PROBLEM TO SOLVE:
Retype the lines of material below word for word, from the line with "find the white" to the line with "260, 192, 349, 255", including both of those lines.

SOURCE RECORDS:
☆ ☆ ☆ ☆ ☆

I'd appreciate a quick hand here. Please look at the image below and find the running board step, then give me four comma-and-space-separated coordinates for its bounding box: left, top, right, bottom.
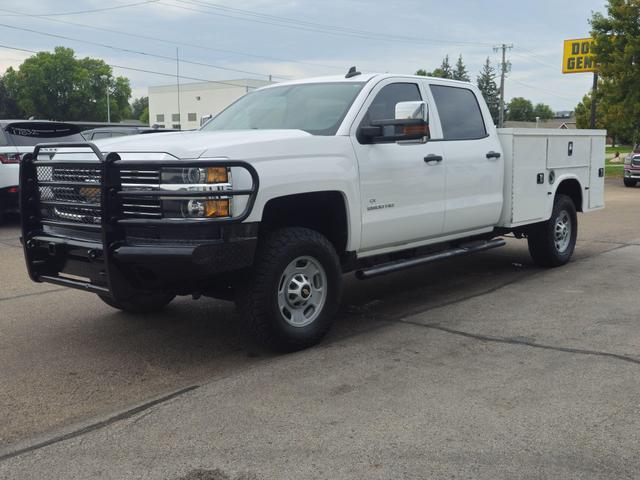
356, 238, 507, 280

☆ ☆ ☆ ☆ ☆

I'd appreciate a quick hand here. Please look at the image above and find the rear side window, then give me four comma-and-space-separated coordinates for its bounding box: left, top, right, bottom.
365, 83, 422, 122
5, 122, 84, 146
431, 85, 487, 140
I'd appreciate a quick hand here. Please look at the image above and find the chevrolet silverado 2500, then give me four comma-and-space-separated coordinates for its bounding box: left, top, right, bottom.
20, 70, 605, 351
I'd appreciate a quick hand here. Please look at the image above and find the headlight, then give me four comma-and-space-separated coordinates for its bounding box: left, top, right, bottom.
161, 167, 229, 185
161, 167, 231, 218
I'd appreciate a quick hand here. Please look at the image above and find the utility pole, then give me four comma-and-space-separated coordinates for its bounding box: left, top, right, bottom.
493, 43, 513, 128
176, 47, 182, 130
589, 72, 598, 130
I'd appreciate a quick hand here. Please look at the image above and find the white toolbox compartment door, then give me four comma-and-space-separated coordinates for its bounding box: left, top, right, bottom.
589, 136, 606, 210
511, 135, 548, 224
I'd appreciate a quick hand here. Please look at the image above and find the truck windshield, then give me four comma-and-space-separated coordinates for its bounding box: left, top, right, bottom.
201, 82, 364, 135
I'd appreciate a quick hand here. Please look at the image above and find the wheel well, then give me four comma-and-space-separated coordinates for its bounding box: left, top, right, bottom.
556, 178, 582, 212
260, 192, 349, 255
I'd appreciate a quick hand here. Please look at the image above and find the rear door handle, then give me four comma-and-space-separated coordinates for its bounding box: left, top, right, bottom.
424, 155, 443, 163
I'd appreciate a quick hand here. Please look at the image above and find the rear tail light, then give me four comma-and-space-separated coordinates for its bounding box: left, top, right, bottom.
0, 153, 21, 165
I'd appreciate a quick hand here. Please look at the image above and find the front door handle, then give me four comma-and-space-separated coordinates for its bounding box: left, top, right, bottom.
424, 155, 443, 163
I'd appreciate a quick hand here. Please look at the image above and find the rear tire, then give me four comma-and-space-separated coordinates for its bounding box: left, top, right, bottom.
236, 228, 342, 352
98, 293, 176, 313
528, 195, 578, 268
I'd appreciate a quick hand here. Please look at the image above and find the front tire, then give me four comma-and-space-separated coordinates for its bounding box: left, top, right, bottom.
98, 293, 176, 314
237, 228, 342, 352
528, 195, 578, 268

☆ ☆ ☆ ☆ ☆

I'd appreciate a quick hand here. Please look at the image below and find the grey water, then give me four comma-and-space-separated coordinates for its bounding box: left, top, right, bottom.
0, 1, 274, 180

☆ ☆ ☆ ☆ ☆

TASK RESULT:
I'd appreciate a quick hand here. Please look at the image above and find the white toolbox compartment door, then give me four comma-and-space-separated coordinates for its bounding box: left, top, right, bottom.
589, 136, 606, 210
511, 135, 548, 224
I'd appreciate a quick hand here. Please look at the image above and find the truck windshield, then give me four comma-and-space-separated coordinates for its bounding box: left, top, right, bottom.
201, 82, 364, 135
I'd appreciate a quick hand here. Please look at the image above and find the wheel well, then give me four comma-and-space-separated coordinates for its bounding box: left, top, right, bottom.
556, 178, 582, 212
260, 192, 349, 255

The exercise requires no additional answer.